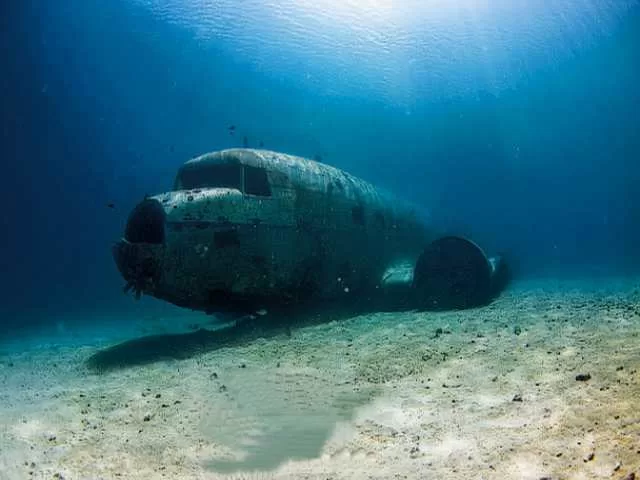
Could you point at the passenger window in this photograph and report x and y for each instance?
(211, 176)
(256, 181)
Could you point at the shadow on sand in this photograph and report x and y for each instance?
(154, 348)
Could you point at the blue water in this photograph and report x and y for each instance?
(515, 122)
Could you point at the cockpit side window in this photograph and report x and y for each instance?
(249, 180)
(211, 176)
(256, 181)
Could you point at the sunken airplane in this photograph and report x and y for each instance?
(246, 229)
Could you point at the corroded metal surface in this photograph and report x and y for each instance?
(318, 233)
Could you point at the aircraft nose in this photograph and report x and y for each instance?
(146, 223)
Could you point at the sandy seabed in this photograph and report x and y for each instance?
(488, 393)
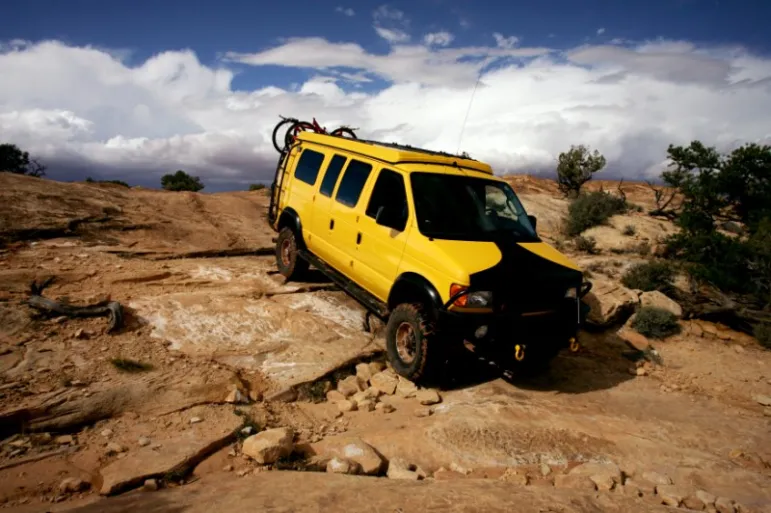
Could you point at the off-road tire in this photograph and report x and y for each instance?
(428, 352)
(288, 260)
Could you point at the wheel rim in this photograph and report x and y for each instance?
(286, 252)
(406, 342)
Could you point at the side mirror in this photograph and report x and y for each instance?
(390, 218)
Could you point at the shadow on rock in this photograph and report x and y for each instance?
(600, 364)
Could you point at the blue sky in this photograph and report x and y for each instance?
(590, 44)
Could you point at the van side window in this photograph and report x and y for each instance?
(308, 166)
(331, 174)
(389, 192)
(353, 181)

...

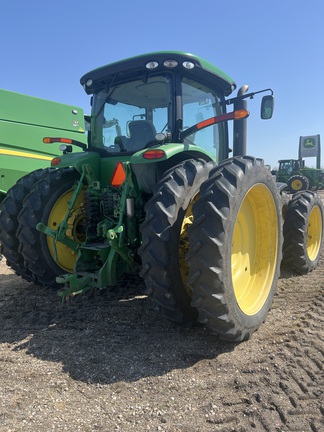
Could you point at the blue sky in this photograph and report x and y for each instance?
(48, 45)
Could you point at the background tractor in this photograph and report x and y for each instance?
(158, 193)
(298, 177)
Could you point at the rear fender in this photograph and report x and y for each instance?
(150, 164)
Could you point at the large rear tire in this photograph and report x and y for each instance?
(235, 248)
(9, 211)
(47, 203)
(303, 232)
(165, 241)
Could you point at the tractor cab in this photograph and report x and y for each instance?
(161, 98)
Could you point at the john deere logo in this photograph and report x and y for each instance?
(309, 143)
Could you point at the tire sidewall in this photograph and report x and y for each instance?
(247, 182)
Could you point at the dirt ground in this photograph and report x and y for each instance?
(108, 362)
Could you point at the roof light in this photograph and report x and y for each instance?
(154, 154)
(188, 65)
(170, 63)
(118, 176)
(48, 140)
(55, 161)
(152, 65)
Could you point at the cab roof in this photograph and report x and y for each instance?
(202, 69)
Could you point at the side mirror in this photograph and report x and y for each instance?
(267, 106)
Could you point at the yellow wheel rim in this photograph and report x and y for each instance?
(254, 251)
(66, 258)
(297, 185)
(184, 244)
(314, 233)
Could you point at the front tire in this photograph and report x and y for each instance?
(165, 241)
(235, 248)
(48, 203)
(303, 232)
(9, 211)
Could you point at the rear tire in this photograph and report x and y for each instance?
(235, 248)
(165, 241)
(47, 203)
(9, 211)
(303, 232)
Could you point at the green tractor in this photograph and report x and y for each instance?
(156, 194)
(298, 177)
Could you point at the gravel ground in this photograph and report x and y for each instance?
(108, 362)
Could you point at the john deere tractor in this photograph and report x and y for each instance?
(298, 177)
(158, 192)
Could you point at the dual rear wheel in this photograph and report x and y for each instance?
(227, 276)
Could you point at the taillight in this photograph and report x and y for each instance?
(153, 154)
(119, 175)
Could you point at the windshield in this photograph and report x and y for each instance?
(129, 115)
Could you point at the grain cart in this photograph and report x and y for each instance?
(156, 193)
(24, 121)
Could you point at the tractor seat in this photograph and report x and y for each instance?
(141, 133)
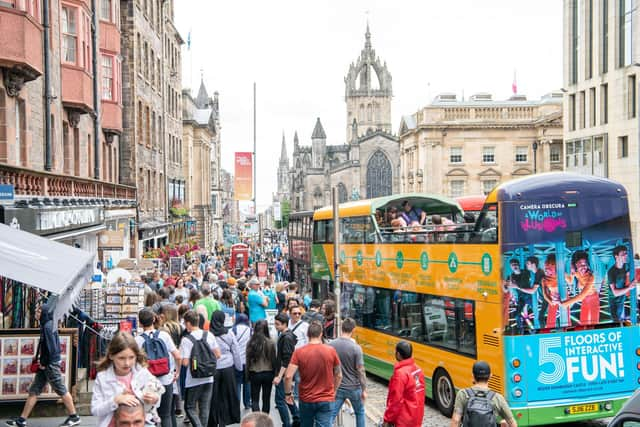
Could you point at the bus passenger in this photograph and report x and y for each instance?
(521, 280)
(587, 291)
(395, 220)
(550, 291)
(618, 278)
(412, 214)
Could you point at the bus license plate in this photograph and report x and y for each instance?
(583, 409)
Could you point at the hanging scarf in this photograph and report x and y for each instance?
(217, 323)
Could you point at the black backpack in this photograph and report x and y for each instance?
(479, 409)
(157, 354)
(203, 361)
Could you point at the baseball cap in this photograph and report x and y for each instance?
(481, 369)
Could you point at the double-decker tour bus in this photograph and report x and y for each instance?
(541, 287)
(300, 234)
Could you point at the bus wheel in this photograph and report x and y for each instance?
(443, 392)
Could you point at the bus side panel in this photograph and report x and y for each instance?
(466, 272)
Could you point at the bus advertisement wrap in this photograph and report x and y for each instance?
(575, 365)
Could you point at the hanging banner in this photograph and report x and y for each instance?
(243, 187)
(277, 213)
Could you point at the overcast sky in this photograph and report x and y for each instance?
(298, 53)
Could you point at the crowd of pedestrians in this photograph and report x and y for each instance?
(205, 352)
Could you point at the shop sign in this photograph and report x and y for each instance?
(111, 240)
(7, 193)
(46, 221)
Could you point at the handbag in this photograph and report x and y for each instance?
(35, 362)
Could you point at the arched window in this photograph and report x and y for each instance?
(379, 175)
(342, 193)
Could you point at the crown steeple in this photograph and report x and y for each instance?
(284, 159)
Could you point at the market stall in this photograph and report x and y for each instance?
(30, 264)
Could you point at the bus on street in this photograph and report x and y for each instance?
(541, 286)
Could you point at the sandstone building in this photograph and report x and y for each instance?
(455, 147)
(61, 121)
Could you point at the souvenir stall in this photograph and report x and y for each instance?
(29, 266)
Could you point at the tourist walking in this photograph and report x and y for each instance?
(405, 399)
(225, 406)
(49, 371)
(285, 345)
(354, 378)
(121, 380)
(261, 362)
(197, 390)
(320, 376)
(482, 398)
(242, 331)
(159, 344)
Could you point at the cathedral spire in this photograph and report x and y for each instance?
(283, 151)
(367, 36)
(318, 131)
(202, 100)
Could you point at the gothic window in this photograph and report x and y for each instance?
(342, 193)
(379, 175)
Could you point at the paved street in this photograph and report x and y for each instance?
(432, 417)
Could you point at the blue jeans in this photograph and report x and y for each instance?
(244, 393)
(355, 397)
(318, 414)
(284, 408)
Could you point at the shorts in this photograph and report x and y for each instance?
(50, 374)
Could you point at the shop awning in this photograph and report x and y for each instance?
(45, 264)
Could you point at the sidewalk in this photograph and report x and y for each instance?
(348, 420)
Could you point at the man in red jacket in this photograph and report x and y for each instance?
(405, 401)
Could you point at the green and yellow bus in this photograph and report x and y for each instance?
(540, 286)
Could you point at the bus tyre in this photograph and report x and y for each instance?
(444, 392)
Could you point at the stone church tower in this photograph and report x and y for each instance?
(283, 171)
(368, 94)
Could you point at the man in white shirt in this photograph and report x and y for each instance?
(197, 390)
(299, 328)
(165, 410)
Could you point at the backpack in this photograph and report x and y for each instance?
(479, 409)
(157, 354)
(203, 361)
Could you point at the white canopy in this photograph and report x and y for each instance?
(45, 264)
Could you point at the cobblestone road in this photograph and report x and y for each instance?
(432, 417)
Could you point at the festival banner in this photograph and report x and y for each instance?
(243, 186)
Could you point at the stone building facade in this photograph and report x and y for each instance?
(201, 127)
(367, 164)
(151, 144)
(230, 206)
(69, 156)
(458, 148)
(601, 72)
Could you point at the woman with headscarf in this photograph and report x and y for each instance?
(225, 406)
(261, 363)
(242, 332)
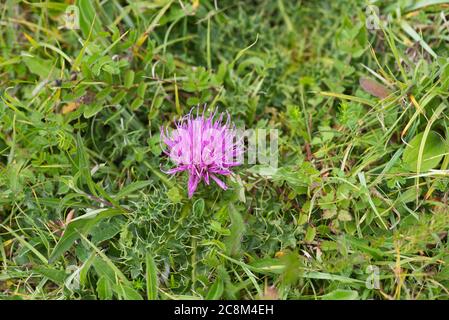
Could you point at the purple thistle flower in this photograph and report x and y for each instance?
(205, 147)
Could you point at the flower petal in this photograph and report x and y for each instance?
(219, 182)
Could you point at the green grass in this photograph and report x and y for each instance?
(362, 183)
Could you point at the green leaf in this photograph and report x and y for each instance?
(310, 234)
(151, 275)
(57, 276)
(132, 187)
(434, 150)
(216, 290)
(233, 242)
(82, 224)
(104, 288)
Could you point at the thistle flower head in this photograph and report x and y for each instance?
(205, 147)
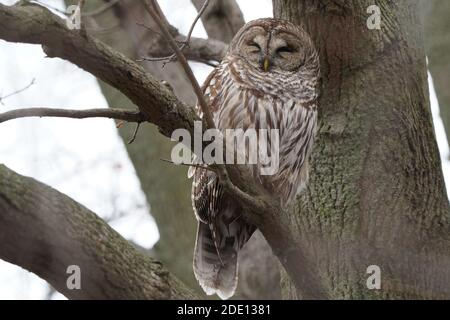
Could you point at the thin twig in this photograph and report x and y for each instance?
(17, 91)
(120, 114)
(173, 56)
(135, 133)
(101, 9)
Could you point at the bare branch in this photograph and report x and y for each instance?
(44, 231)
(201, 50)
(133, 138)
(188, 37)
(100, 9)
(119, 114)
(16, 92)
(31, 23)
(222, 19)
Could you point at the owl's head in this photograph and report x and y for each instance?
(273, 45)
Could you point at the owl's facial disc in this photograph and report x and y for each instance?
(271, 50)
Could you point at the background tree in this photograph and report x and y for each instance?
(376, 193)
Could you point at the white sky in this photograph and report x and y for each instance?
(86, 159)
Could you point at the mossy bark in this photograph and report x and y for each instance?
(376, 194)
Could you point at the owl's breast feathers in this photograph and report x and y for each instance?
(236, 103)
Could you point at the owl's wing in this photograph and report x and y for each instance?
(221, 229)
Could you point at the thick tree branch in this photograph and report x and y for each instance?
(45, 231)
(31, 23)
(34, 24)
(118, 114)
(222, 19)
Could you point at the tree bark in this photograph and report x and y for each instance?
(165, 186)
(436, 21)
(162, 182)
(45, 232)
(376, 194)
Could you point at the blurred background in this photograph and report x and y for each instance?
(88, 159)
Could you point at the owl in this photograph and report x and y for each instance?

Challenge >>
Swap every "photograph" for "image" in the part of the rows that opens with the line containing "Could you point at the green grass" and closes with the line containing "Could you point at the owl in", both included, and give that part again with nothing else changed. Leave the pictures out.

Response >>
Could you point at the green grass in this image and report x and y for each instance?
(362, 183)
Could you point at the green leaf in this image and report x and y for each instance?
(310, 234)
(151, 275)
(57, 276)
(132, 187)
(434, 150)
(216, 290)
(233, 242)
(82, 224)
(104, 288)
Could you point at the thistle flower head in this image and report x and y for each instance?
(205, 147)
Could you point at the thin twig in this image and report x and y for each instance?
(17, 91)
(120, 114)
(173, 56)
(135, 133)
(101, 9)
Could you point at the bare branch in this image and report x and y for each instance?
(44, 231)
(201, 50)
(133, 138)
(188, 37)
(100, 9)
(119, 114)
(16, 92)
(31, 23)
(222, 19)
Could you point at the owl's head in this image and report x and y for each instance?
(273, 45)
Could you point at the owl's facial disc in this image and report x and y for each instance?
(271, 50)
Could you point at the background tree in this image and report x and y for each instance?
(376, 193)
Could you point at the white sky in this image and report x and y for each instance?
(86, 159)
Could you point at the mossy bark in this image and report x and y for each instance?
(376, 194)
Could you point at the owl's breast feathers in this image and report x and y for each instance?
(236, 103)
Could you point at the owl's wing in this image and report x and y for each instance?
(221, 229)
Could you point at the thick tree branch in this image and report x and y for each instance?
(45, 231)
(31, 23)
(34, 24)
(118, 114)
(222, 19)
Could you point at the tree bark in this image and report x and y for each instance?
(165, 186)
(436, 21)
(162, 182)
(45, 232)
(376, 194)
Could you point at the blurred background in this image and report x and y for each instance?
(88, 159)
Could you point at the owl in this image and report x and y for each instance?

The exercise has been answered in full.